About this exercise
Copy the data exactly, line for line.

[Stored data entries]
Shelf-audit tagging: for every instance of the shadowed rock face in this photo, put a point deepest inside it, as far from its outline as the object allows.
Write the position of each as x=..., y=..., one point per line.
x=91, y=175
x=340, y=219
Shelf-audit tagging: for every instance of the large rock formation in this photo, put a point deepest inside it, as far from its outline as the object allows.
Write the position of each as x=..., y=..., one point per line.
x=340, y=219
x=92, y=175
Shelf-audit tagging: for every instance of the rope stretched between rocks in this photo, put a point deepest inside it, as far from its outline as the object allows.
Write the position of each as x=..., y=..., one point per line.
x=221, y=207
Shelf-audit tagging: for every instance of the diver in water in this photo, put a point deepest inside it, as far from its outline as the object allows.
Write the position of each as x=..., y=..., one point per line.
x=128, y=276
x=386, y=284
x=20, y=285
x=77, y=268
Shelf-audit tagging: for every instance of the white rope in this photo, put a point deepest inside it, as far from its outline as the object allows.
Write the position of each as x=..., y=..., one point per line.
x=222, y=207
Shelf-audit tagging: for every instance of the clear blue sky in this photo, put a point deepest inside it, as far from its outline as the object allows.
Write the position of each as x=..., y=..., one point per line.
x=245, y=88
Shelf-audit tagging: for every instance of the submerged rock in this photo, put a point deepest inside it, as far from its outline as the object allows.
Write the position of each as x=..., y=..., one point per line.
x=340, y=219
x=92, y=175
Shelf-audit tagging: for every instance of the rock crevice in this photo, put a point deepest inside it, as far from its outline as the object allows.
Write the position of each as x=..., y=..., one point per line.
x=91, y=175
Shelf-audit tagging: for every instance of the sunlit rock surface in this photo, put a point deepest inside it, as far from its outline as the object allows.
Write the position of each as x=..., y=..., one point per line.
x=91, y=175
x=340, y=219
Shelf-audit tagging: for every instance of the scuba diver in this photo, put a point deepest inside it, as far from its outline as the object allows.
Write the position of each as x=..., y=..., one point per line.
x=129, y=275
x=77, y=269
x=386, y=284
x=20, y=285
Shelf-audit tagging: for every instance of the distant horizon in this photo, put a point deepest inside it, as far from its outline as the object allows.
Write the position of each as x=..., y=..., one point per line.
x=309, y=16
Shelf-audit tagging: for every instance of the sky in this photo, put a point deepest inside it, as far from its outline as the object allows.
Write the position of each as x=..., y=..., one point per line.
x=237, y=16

Exercise response
Shelf-audit tagging: for every instance of the shadowed rock face in this photo, put a point deepest inside it, as far from its outline as the object allows.
Write the position of each as x=..., y=..., one point per line.
x=91, y=175
x=340, y=219
Shelf-audit tagging: for every instance of the large rock formation in this photo, put a point deepest inside it, as far from its outline as the object allows.
Write the position of each as x=..., y=..., one point per line.
x=340, y=219
x=92, y=175
Shelf-audit tagging: for every instance of the rope stretched between rocks in this photo, put a point deepest inside it, as far from its outline as the object allows.
Write the position of each as x=..., y=..., one point per line.
x=221, y=207
Shelf-audit tagging: for every instance of the diver in water in this photo, put a point deepest inside it, as far from its outline as the object allows.
Write the position of each as x=..., y=..., one point per line.
x=128, y=276
x=386, y=284
x=20, y=285
x=77, y=268
Shelf-audit tagging: for every instance of the white rope in this photo, put a point deepest inside it, as far from its outline as the object allows.
Write the position of each as x=..., y=..., one point per line.
x=222, y=207
Shelf-audit tagging: for every instance of the clear blue sky in this photo, put a point deepest inside it, as far from its outline as the object allows.
Write the position of each as x=..., y=..., one point per line.
x=245, y=88
Shelf-audit tagging: for every instance of the submerged rock in this photo, put a point deepest inside it, as far from its outline as the object allows.
Write the position of each as x=..., y=..., one point per line.
x=340, y=219
x=92, y=175
Shelf-audit tagging: for every instance of the rock crevice in this photo, put a point deepest inside it, as far from its outline as the object allows.
Write the position of each as x=..., y=..., one point per line.
x=91, y=175
Shelf-audit tagging: for every instance of the sunlit rock surface in this photo, put a point deepest inside it, as far from its outline as the object allows.
Write the position of each as x=..., y=..., one point per line.
x=91, y=175
x=340, y=219
Shelf-audit tagging: for every instance of the scuba diver in this photo, put a point deepest inside it, as far from its outline as the object allows.
Write the position of each as x=..., y=..., one point per line.
x=129, y=275
x=77, y=269
x=386, y=284
x=20, y=285
Shelf-audit tagging: for every instance of the distant horizon in this photo, put a point deepest inside it, as far from its outline as the object allows.
Write the position of each as x=..., y=..., one point per line.
x=309, y=16
Shelf-audit tagging: for every instance of the sky in this photo, put a point deepest inside it, as far from its outline as the object allows.
Write the position of each as x=..., y=..., one point per line.
x=237, y=16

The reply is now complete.